**Task goal:** In the 2009 Série D text, reproduce the passage starting at "In 2009, the" and ending at "contested in 2010.", word for word.

--- Begin Selected excerpt ---

Campeonato Brasileiro Série D
- Season: 2009
- Champions: São Raimundo (1st title)
- Promoted: São Raimundo Alecrim Macaé Chapecoense
- Goals: 416
- Average goals/game: 2.65
- Biggest home win: Londrina 4−0 Ypiranga, 1st Stage 3rd Round, Jul 17
- Biggest away win: Tocantins 0−4 Moto Club, 1st Stage 3rd Round, Jul 17
- Highest attendance: 45,007 − Santa Cruz 2−2 Central, 1st Stage 2nd Round, Jul 11
- Lowest attendance: 19 − Pelotas 0−1 São José, 1st Stage 5th Round, Aug 2

= 2009 Campeonato Brasileiro Série D =

In 2009, the Campeonato Brasileiro Série D, the fourth division of the Brazilian Football, is currently being contested for first time in history. The competition has 40 clubs, four of which will eventually qualify to the Campeonato Brasileiro Série C to be contested in 2010.

==Competition format==
The 40 teams are divided in ten groups of 4, playing within them in a double round-robin format. The two best ranked in each group at the end of 6 rounds will qualify to the Second Stage, which will be played in home-and-away system. Winners advance to Third Stage along with the three losers with best record in previous stages. The quarterfinal winners will be promoted to the Série C 2010. As there is no Série E, technically there will be no relegation. However, teams who were not promoted will have to re-qualify for Série D 2010 through their respective state leagues.

==Participating teams==
Sorted by state, ordered by CBF State Ranking as of December 2007 . Each state federation has its own criteria to indicate a club to this tournament.

--- End Selected excerpt ---
--- Begin Given records ---

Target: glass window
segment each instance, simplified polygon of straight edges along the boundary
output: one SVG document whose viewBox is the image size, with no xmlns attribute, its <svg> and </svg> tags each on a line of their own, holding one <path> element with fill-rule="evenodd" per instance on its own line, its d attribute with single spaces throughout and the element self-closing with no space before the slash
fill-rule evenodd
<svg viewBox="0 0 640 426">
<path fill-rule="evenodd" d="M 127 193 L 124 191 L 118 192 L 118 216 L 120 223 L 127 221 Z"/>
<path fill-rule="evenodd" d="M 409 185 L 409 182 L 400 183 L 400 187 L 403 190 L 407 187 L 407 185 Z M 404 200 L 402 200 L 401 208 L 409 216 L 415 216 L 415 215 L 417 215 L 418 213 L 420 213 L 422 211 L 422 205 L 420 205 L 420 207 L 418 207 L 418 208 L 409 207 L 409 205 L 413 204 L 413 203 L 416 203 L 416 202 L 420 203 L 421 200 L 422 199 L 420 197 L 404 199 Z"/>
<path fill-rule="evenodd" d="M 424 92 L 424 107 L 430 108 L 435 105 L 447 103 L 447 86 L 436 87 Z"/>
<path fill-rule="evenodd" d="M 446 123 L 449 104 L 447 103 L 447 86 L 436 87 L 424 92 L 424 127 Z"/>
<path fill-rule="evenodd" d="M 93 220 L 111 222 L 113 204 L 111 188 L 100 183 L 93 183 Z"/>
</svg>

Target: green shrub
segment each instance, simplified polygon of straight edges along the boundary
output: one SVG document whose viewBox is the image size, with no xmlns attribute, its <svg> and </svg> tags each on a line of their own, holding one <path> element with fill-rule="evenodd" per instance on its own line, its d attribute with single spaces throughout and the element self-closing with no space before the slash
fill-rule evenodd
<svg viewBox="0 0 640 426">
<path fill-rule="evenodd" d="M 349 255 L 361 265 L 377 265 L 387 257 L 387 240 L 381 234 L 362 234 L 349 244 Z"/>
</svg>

--- End Given records ---

**Solution to this exercise:**
In 2009, the Campeonato Brasileiro Série D, the fourth division of the Brazilian Football, is currently being contested for first time in history. The competition has 40 clubs, four of which will eventually qualify to the Campeonato Brasileiro Série C to be contested in 2010.